Copy out verbatim the lines of the listing below, starting at the line that contains "[locate] wooden entrance" and ending with the last line of the listing.

-- begin --

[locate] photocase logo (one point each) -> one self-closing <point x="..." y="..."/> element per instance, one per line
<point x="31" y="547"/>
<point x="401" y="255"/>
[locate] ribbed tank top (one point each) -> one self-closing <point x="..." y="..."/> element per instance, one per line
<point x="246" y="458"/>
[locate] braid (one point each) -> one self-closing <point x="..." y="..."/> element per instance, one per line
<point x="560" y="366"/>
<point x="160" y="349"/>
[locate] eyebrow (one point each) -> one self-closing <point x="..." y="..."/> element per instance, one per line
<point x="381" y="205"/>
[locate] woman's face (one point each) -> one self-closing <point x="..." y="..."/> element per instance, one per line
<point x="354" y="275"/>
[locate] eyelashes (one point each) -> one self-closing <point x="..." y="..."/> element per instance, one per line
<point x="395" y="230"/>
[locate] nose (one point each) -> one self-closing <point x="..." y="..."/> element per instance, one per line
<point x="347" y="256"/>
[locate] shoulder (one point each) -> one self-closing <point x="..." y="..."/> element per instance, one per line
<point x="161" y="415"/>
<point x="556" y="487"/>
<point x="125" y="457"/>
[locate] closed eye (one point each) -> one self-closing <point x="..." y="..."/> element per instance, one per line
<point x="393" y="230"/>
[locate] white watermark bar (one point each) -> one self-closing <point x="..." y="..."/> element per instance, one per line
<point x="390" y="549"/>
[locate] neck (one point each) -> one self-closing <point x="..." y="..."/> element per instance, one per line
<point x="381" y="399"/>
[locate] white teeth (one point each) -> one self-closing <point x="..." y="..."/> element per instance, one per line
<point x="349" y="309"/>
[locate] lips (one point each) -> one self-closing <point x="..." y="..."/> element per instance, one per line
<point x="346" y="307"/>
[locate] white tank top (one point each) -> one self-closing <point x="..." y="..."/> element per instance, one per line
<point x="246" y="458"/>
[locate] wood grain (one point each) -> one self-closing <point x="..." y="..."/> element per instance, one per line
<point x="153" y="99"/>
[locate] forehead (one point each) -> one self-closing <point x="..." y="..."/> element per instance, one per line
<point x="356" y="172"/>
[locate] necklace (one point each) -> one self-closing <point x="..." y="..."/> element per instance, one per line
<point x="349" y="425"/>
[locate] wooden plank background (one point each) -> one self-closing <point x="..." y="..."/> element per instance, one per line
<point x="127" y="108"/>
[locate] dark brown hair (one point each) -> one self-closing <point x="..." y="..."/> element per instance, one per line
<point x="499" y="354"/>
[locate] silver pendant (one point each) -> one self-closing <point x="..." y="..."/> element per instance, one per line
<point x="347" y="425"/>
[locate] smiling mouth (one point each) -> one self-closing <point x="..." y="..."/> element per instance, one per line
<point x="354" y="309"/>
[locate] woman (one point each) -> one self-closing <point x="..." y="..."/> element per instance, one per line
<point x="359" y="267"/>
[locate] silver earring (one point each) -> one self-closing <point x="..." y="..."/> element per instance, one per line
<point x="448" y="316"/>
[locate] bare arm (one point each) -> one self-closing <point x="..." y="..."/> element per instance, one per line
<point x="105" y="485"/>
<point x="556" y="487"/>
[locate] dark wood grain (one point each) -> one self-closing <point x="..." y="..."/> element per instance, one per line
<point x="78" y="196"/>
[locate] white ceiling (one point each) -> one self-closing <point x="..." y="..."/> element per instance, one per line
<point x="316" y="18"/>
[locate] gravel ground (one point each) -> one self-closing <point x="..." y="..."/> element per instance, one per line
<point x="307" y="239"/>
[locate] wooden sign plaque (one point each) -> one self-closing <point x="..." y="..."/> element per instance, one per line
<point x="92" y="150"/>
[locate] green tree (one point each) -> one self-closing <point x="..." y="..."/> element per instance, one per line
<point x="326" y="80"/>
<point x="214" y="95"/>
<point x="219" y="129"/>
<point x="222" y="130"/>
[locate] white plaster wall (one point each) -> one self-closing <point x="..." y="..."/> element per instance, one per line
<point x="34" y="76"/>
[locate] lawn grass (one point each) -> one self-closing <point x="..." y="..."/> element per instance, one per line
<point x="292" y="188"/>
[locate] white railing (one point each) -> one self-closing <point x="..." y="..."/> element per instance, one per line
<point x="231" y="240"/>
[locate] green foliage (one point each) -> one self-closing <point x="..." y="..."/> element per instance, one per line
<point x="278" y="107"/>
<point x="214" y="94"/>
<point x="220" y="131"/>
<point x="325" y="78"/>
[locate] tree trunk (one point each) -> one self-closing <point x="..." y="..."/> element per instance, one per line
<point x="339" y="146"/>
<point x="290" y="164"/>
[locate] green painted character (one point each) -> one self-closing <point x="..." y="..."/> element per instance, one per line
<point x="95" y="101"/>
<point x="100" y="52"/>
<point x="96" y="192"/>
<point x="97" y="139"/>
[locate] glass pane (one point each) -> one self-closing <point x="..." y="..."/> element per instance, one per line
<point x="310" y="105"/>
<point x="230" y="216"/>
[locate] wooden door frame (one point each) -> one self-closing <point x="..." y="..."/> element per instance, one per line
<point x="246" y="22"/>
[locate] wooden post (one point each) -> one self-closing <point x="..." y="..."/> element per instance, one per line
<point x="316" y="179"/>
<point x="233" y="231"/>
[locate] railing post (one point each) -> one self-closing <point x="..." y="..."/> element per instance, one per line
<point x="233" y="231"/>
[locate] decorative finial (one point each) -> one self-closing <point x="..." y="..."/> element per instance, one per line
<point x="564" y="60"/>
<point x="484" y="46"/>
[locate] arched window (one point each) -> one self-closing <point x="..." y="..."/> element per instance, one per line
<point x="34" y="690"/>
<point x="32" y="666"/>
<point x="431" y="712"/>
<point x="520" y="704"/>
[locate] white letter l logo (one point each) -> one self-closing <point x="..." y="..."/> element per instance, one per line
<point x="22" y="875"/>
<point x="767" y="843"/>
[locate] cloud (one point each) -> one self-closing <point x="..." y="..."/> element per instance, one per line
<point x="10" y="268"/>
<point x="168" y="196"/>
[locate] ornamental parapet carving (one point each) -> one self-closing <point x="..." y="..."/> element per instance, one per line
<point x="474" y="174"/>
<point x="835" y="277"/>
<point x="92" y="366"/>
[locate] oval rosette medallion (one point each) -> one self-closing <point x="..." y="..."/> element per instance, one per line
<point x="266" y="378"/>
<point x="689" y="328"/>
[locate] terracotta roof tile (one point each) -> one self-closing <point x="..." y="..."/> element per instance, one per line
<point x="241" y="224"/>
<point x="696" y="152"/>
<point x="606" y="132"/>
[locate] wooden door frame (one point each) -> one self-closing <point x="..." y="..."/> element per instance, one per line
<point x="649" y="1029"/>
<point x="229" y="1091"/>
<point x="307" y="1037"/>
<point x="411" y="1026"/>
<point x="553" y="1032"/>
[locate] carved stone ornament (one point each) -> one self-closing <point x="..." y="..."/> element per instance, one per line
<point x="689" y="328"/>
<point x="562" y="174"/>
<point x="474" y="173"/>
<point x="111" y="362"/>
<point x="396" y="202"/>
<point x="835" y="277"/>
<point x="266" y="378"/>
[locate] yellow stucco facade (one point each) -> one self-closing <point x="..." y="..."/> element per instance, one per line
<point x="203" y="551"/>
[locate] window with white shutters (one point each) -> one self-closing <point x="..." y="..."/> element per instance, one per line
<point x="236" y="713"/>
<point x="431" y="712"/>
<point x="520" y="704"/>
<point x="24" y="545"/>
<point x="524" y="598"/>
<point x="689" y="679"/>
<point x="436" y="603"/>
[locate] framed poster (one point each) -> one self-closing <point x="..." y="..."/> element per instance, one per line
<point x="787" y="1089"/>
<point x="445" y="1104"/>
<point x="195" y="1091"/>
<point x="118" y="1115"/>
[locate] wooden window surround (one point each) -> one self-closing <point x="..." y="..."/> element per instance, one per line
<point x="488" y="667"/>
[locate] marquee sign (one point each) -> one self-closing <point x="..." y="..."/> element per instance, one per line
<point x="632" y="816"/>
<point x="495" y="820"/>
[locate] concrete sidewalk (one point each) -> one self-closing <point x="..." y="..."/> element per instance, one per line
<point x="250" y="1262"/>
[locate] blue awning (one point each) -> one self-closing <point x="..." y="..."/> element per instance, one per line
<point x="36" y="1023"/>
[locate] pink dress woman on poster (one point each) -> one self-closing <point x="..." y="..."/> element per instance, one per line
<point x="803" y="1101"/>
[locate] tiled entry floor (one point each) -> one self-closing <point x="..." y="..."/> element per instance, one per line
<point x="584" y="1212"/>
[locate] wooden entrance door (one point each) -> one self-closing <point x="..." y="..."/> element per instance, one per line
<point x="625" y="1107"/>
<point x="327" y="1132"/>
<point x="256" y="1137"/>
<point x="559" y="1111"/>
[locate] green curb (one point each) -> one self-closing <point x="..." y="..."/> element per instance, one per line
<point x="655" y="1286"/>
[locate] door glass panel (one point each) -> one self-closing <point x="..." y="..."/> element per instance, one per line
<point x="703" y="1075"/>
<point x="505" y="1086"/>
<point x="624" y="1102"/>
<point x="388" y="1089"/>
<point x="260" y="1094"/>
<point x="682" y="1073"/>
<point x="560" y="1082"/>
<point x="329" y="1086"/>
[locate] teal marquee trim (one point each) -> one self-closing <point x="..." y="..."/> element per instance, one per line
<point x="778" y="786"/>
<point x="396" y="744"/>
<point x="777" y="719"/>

-- end --

** FULL OUTPUT **
[locate] wooden entrance door (one point each) -> one self-closing <point x="..." y="..."/> element per instance, one per line
<point x="625" y="1107"/>
<point x="327" y="1132"/>
<point x="256" y="1137"/>
<point x="559" y="1111"/>
[locate] green curb (one point each) -> one self-closing <point x="..." y="..."/> element per instance, one per line
<point x="655" y="1286"/>
[locate] door glass panel (one point each) -> one self-closing <point x="..." y="..."/> element per instance, one per line
<point x="703" y="1075"/>
<point x="505" y="1086"/>
<point x="624" y="1102"/>
<point x="388" y="1089"/>
<point x="260" y="1094"/>
<point x="682" y="1073"/>
<point x="560" y="1082"/>
<point x="329" y="1086"/>
[locate] teal marquee trim (one point each) -> one self-closing <point x="..." y="..."/> element per instance, one per line
<point x="778" y="786"/>
<point x="396" y="744"/>
<point x="777" y="719"/>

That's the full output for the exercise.